- **TASK TO CARRY OUT**
Print word for word the records from the line containing "Sample: <point>17,258</point>" through the end.
● ● ● ● ●
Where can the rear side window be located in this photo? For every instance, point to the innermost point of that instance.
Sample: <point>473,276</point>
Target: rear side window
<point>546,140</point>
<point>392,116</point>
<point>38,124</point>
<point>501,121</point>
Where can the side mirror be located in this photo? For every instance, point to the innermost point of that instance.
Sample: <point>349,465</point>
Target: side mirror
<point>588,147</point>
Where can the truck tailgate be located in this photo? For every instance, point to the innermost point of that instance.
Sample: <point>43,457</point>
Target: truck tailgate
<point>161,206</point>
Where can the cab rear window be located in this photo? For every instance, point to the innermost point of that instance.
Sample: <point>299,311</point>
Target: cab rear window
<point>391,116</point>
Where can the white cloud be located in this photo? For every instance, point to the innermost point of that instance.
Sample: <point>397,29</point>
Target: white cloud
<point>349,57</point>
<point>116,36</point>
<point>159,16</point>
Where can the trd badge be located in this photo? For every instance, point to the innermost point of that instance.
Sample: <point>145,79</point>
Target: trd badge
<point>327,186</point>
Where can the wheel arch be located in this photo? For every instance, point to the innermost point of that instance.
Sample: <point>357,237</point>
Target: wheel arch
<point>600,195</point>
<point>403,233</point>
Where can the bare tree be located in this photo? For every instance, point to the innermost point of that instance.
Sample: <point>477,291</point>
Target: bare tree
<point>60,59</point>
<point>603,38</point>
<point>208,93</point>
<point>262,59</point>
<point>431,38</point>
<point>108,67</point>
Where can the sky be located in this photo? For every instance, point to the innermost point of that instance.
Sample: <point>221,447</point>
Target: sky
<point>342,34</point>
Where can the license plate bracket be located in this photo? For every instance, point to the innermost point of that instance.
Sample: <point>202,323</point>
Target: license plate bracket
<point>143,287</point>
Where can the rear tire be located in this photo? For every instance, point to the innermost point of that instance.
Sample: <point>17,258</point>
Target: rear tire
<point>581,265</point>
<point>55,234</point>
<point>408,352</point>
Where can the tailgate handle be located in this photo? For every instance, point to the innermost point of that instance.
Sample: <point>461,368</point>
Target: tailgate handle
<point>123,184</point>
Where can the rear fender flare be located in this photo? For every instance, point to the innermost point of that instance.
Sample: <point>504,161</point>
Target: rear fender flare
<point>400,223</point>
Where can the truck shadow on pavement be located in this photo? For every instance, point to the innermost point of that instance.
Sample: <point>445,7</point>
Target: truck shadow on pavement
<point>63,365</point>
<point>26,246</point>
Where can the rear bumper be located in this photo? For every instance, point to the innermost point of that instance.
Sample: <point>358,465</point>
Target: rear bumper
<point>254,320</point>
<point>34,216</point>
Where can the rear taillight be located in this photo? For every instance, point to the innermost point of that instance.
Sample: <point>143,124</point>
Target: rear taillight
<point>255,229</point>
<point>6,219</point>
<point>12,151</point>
● ● ● ● ●
- **EXERCISE OUTPUT**
Sample: <point>17,258</point>
Target: rear tire
<point>581,265</point>
<point>55,234</point>
<point>408,352</point>
Where can the tailgate handle be located in this photo? For every instance, point to the innermost point of that instance.
Sample: <point>461,368</point>
Target: tailgate handle
<point>123,184</point>
Where can the rear fender flare be located in this photo? For every instance, point to the innermost point of that instance.
Sample: <point>504,161</point>
Target: rear fender flare
<point>400,223</point>
Where can the truck shadow on pavement be located in this photo? For every instance, point to the innermost point of that instance.
Sample: <point>445,7</point>
Target: truck shadow on pavement
<point>63,365</point>
<point>26,246</point>
Where can the rear bumper be located in this photo? For every instance, point to the innermost point of that instance.
Sample: <point>358,465</point>
Target: rear bumper
<point>254,320</point>
<point>34,216</point>
Where can the rear taillight be located in this photo? For every instance, point to the innermost point of that instance.
Sample: <point>143,124</point>
Target: rear taillight
<point>255,229</point>
<point>6,219</point>
<point>12,151</point>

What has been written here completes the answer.